§ TASK DETAILS
In the court excerpt about the PTO and the OCC below, who negotiated the MOU for the PTO?

§ READING PASSAGE
************

According to the amended complaint, while the PTO's executive board set up a subcommittee to investigate this practice, "the Individual defendants breached their fiduciary duties by populating the Subcommittees with themselves and others who were not independent."
Plaintiff concedes the PTO eventually consulted a tax attorney to look into the matter and then followed the attorney's advice to return all "donations" to the donor families and corporations and to discontinue the practice.
C. MOU Negotiations: Flip-flopping on the Ask Amount Per Student and Not Insisting on a Key Provision.
Plaintiff alleges defendants' participation in the OCC led to other breaches of their fiduciary obligations. The OCC, as originally proposed by the District, asked each family to donate $2,000, with the first $250 going to the family's parent teacher organization and the remainder to the MPAEF. The District also proposed adding a line item of $50,000 to each school budget to fund field trips and special productions and if the OCC resulted in any additional monies, sharing it equally with the parent teacher organizations. However, when the District drafted and circulated an MOU for the OCC, it omitted language regarding the sharing of additional monies. Nonetheless, defendant Loftus, who negotiated the MOU for the PTO, allegedly failed to insist on this key provision or conduct adequate due diligence regarding whether $250 per student was sufficient.
According to the amended complaint, plaintiff and the PTO's copresident, Kelly Parisi, told defendants the PTO needed to negotiate a higher "ask" amount per student in order to meet its budget. Initially, individual defendants including Loftus agreed the PTO should negotiate with the District for $300 per student. However, defendants Loftus, Lopez-Loftus, Patel, Rosa and Connors allegedly succumbed to pressure from defendant Creighton and agreed to support the original $250 ask per student even though the "evidence and support for . . . $300 per student was overwhelming." Further, the MOU was approved and signed with the $250 ask per student and without the District's promise to share any additional OCC monies-to wit, another alleged breach of defendants' fiduciary duties.
Plaintiff also alleges three individual defendants-Connors, Rosa and Lopez-Jaramillo-were also board members of the MPAEF, which created a conflict of interest in their work for the PTO.
D. Covering Up/Refusing to Properly Investigate Complaints of Bullying and Intimidation.

************

§ MATERIAL PROVIDED
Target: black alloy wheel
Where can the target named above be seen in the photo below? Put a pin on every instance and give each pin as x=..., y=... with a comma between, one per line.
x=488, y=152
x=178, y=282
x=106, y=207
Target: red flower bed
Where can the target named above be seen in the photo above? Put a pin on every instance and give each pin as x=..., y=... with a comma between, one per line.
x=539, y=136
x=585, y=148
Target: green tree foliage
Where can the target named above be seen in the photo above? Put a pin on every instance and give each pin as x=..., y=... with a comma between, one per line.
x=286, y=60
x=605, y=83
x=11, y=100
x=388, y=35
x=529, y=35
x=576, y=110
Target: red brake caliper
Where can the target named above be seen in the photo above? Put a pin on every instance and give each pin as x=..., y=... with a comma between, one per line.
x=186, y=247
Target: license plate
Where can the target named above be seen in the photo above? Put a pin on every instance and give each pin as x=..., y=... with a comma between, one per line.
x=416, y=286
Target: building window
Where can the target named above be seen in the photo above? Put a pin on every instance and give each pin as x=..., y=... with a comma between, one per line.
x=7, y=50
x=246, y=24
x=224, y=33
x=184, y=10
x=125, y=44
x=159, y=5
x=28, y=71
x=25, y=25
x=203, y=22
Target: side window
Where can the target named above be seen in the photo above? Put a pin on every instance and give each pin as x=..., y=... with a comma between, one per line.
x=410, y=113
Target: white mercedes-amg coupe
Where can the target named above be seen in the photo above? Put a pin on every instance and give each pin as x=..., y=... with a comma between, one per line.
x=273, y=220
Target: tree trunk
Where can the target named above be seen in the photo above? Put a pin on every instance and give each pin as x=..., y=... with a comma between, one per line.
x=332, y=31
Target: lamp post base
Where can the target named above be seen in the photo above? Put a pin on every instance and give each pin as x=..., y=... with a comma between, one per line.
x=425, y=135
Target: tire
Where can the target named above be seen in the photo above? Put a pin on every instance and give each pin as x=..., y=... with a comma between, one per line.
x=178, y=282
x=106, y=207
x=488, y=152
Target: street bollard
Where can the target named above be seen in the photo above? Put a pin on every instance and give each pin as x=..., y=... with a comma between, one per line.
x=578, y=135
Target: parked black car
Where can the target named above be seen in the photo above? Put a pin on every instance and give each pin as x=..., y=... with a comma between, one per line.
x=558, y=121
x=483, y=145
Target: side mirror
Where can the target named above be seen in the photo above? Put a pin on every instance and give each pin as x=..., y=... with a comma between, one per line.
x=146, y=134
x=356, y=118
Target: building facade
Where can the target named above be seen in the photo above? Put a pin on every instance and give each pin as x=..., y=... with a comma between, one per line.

************

§ RESPONSE TO THIS EXERCISE
Defendant Loftus negotiated the MOU for the PTO.